:: What is required ::
Please print every line of the material below word for word, leaving out the pictures.

# START OF Raw records

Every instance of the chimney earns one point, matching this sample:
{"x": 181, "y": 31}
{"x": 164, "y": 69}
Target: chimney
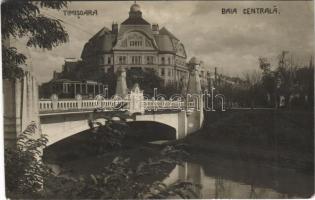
{"x": 114, "y": 28}
{"x": 155, "y": 28}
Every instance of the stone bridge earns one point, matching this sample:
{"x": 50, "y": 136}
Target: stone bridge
{"x": 61, "y": 118}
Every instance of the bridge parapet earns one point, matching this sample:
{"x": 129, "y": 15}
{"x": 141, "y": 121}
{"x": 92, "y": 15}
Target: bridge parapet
{"x": 46, "y": 105}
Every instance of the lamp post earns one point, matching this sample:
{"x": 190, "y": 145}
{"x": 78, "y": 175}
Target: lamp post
{"x": 212, "y": 89}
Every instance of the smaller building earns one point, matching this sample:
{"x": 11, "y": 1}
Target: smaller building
{"x": 65, "y": 88}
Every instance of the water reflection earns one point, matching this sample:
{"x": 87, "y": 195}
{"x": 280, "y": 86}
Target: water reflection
{"x": 219, "y": 187}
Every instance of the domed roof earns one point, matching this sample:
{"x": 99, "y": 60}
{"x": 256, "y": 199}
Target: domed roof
{"x": 134, "y": 8}
{"x": 194, "y": 61}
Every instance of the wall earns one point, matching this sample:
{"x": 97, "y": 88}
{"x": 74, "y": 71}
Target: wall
{"x": 20, "y": 98}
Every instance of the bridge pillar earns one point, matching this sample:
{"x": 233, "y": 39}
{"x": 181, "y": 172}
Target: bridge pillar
{"x": 20, "y": 97}
{"x": 136, "y": 100}
{"x": 194, "y": 90}
{"x": 121, "y": 85}
{"x": 78, "y": 97}
{"x": 54, "y": 101}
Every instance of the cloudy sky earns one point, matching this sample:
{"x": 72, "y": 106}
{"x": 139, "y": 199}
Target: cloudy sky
{"x": 231, "y": 42}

# END OF Raw records

:: Answer to this problem ::
Every instance of the chimney earns one point, matching this sample:
{"x": 181, "y": 31}
{"x": 164, "y": 69}
Target: chimney
{"x": 114, "y": 28}
{"x": 155, "y": 28}
Every instance of the stone bridge earns one point, matching this sample:
{"x": 50, "y": 136}
Target: stone bridge
{"x": 61, "y": 118}
Every instance of the bridge parapet earns one point, matching this sample:
{"x": 129, "y": 15}
{"x": 141, "y": 121}
{"x": 92, "y": 15}
Target: bridge parapet
{"x": 46, "y": 105}
Every instance of the lamp post earns one point, matching this sample:
{"x": 190, "y": 145}
{"x": 78, "y": 175}
Target: lamp post
{"x": 212, "y": 89}
Every instance of the smaller building earns one point, matching this sample:
{"x": 11, "y": 1}
Target: smaller building
{"x": 65, "y": 88}
Every instance of the water reflection earns one point, matching this sample:
{"x": 87, "y": 195}
{"x": 280, "y": 86}
Target: water reflection
{"x": 219, "y": 187}
Every instance of the domed roof earns one point, matching this sample:
{"x": 99, "y": 60}
{"x": 256, "y": 199}
Target: domed roof
{"x": 134, "y": 8}
{"x": 194, "y": 61}
Every instance of the wall earns one point, matching this sample:
{"x": 97, "y": 88}
{"x": 74, "y": 71}
Target: wall
{"x": 20, "y": 98}
Every instance of the bridge pillar earns one point, matching this sample:
{"x": 233, "y": 39}
{"x": 181, "y": 172}
Target: bridge pillar
{"x": 20, "y": 97}
{"x": 136, "y": 100}
{"x": 194, "y": 90}
{"x": 121, "y": 85}
{"x": 78, "y": 97}
{"x": 54, "y": 101}
Every instance of the cloudy sky earns one point, matching this sample:
{"x": 72, "y": 106}
{"x": 139, "y": 199}
Target: cloudy sky
{"x": 231, "y": 42}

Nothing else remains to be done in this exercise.